▶ _GIVEN REQUEST A_
Answer each question from the PLS Capitalize report on oil and gas capital markets, one answer per line:
(i) How many bond and equity deals were counted in 2016?
(ii) What fees did banks earn from issuing bonds?
(iii) Which bank was lead underwriter on 3 of the 6 energy IPOs in 2016?
▶ _GIVEN REQUEST B_
List every percentage figure given in the PLS Capitalize report on oil and gas capital markets.
▶ _GIVEN REQUEST C_
Continue the PLS Capitalize report on oil and gas capital markets, picking up after its final line.

▶ _SOURCE EXTRACT_
================

PLS Capitalize™ Report: Oil & gas industry raised $186 Billion through U.S. public offerings in 2016; PLS predicts surge in M&A activity in 2017
Houston’s oil and gas research firm PLS Inc. provided the following statistical review of capital markets activity today, with the help of its capital markets tracking platform Capitalize™.
Highlights of the PLS Capitalize™ report include:
- Aggregate deal value down 5% in 2016: $186 billion in 2016, down from $196 billion in 2015
- Number of deals up: 346 bond and equity deals in 2016, up 7.5% from 322 deals in 2015
- $53 billion in equity offerings in 2016
- $133 billion in bond issuances in 2016
- Equity financing activity in upstream sector surged 69% over 2015 offerings
- Upstream sector: 80 equity deals at $31.7 billion (60% of equity deal amount offered in 2016) and 70 bond deals at $46 billion (35% of bond deal amount offered in 2016)
- IPO slowdown, with only 6 energy IPOs last year in upstream and services sectors
- Virtually no MLPs went public in 2016
- Banks earned $1.3 billion in aggregate fees for equity secondary offerings and IPOs on a total deal amount of $53 billion
- Issuing bonds earned banks $1.3 billion in fees on an aggregate $133 billion in deals
- JP Morgan most active underwriter on equity and bond offerings in the U.S. energy markets, with a market share of 14% on equity and 12% on bond deal amounts
- Credit Suisse lead underwriter on 3 out of the 6 energy IPOs in 2016
- The expectation of lower oil prices at the beginning of the year coupled with the increase in Permian basin M&A and drilling activity, pushed companies in the upstream sector to raise a significant amount of equity in 2016
- Capital markets activity is expected to pick up in 2017 in the energy industry, building on growth of upstream M&A and private equity investments in the U.S.

================

▶ _MATERIAL SHOWN_
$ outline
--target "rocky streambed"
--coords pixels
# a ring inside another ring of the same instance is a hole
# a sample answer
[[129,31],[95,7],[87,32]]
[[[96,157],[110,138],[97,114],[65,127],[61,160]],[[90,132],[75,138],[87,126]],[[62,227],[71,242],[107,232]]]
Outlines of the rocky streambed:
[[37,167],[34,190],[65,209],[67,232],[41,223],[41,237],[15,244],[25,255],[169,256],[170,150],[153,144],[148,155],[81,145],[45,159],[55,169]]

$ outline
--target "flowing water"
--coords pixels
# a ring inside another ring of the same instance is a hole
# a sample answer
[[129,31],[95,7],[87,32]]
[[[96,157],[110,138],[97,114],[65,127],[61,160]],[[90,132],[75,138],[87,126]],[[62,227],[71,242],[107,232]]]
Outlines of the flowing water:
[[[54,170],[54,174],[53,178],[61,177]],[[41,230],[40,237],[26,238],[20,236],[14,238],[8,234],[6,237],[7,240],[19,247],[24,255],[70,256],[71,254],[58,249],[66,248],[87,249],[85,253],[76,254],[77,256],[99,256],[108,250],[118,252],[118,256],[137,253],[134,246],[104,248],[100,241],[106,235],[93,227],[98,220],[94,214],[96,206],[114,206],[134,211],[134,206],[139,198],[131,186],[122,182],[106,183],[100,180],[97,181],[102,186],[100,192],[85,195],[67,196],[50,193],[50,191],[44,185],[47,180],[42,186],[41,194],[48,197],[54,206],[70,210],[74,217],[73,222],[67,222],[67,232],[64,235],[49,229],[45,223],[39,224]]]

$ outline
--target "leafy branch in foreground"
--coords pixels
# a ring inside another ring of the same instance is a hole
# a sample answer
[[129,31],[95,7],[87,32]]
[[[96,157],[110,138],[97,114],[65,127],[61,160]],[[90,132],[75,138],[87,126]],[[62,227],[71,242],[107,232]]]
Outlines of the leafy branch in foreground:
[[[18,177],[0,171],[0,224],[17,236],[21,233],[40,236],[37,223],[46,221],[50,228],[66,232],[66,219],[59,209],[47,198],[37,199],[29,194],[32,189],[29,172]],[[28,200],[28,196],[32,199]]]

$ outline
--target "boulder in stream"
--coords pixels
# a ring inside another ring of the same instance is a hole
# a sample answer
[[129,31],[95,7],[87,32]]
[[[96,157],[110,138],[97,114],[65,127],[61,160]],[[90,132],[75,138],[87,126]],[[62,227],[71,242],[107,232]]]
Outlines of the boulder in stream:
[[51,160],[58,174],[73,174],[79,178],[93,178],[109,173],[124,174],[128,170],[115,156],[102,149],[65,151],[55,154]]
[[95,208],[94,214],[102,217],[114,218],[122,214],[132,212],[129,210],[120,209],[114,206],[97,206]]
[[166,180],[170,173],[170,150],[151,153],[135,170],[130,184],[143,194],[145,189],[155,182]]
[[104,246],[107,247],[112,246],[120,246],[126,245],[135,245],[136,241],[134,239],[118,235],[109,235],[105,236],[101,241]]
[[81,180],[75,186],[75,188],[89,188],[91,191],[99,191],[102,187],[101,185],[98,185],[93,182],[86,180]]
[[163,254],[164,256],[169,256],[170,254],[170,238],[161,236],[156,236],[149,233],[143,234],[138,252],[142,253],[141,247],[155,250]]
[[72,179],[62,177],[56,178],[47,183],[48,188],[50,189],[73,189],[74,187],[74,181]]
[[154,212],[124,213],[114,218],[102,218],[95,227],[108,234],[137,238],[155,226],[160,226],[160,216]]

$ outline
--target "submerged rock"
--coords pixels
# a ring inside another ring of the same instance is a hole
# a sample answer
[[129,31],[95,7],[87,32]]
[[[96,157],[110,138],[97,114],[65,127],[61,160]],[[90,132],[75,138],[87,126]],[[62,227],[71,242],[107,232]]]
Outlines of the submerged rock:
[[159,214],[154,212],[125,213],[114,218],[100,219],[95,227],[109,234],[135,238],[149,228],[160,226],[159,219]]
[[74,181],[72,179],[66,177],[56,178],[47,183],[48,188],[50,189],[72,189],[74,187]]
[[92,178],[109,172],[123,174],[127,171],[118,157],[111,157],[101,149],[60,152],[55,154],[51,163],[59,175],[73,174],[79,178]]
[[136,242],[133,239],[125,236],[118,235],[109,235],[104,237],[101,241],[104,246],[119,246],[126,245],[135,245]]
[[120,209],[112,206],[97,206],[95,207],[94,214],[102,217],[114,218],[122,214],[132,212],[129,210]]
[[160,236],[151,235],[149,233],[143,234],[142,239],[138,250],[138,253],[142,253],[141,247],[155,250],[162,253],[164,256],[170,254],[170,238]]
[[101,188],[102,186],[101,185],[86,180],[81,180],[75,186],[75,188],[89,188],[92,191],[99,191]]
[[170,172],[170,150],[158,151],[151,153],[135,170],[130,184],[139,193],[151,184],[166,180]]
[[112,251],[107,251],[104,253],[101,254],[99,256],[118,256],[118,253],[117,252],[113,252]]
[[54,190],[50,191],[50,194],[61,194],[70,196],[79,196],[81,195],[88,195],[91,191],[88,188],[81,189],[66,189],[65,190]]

================

▶ _RESULT A_
(i) 346
(ii) $1.3 billion
(iii) Credit Suisse

▶ _RESULT B_
5%, 7.5%, 69%, 60%, 35%, 14%, 12%

▶ _RESULT C_
Decreased liquidity in the bond markets was a result of investors becoming more risk-averse in a low commodity price environment, PLS said. That affected profit margins and increased the credit risk of energy related companies, which had an impact on funds raised through bond offerings. This decrease was met with a healthy increase in equity issuances, a 36% surge in amount raised over that in 2015.
Oil price accounts for much of the deal market volatility as it began descending from July 2014 highs of $100-plus per barrel and accelerated in November 2014 when OPEC decided to open the taps to gain market share, the research firm said. This resulted in prices plummeting to a low of $27 per barrel in February 2016.
“Two years after OPEC’s attack on oil prices began, both OPEC and non-OPEC countries agreed to cut production beginning January 1, 2017 — a decision that is expected to further boost oil prices this year,” PLS said.
2016 in Review
Deal counts for equity and bond offerings increased by 7% in 2016 to 346 deals versus 322 in 2015 but also fell shy of 2014’s 410 deals. Note, these deal counts do not include at-the-market equity offerings. On the other hand, total deal amount decreased by 5% in 2016 to $186 billion from $196 billion in 2015 and $25 billion lower than 2014’s $211 billion of bond and equity deal amount issued.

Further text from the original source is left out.